> [STATED EXERCISE] Multiply each answer coordinate by 1.75, round to whole numbers with halves going up, and rewrite the data from the line that contains "In this exercise you will indicate the eyebrow" through the last line, including both. Leave all other text and numbers unchanged.
-- START OF AVAILABLE DATA --
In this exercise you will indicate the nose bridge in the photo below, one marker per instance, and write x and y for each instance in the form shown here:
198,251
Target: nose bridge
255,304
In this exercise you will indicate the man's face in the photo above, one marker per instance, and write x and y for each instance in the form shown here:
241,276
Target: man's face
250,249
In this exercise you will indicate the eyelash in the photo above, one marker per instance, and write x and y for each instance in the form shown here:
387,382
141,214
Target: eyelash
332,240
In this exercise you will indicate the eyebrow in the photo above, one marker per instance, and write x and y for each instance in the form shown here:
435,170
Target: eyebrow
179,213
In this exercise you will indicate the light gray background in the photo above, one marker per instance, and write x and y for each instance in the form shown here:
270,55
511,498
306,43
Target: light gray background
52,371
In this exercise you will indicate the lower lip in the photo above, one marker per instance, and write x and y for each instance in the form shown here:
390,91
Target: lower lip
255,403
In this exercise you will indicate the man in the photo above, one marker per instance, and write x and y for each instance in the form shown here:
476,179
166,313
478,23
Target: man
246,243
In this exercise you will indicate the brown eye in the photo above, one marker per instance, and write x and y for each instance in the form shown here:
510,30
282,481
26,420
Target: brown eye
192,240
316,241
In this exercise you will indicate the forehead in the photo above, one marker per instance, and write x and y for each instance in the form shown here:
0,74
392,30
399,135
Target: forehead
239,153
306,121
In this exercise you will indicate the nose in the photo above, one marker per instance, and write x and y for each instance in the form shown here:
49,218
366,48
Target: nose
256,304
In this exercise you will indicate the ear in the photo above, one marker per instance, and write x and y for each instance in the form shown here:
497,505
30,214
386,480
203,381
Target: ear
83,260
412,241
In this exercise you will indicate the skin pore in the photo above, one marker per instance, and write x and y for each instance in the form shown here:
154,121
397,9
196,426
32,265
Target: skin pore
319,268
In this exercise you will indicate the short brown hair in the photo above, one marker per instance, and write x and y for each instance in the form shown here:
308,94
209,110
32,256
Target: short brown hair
-- END OF AVAILABLE DATA --
> [RESULT FOR THIS TASK]
In this exercise you will indicate the eyebrow in the photo above, one marker per instance, and write x and y for each instance in the form shown here:
435,170
Target: eyebrow
313,373
In this exercise you will indicate the light gray background in the photo above, one marker per instance, and write x and y for each instance in the form shown here:
270,55
511,498
306,43
Target: light gray background
91,649
In this exercise you will indicate the lower lip in the photo above, one marker per instance, and write x and y for each instance in the form shown here:
390,91
Target: lower lip
446,705
In this exercise you will indicate the man in the photo above, one marker per instance, and write x and y for each instance in the form shown here:
476,179
166,313
478,23
Target: man
431,425
In this exercise you will indicate the brown eye in the photo above, one marker per instance, and write x and y for each instance in the form shown here:
510,30
282,481
26,420
Target: brown eye
336,420
553,422
In this exercise you will indicate the forehead in the photo above, one marker per instance, and write x and y for each instance in the form shown here:
0,74
392,30
399,135
Target: forehead
418,268
536,212
In this exercise you will indicate the nose in the photo above, one marker per instance, and write x and y for each instance in the form shown here:
49,218
366,48
Target: nose
448,532
In this exercise you will indicate the ear in the photo above, one marker per instance, and write x and y for each instance in the form shown here:
497,505
30,214
386,480
203,381
Target: ear
145,455
721,422
In this exercise you will indicate the skin pore in the photo above, one marker per instance, and write x and y for each instance in the form shown here:
154,121
397,9
196,426
32,265
Target: skin pore
558,469
In this exercise you will indicate the short brown hair in the photo above, one marker per instance, and write x and y for each instance in the form shown here:
308,94
209,110
32,256
Target: short brown hair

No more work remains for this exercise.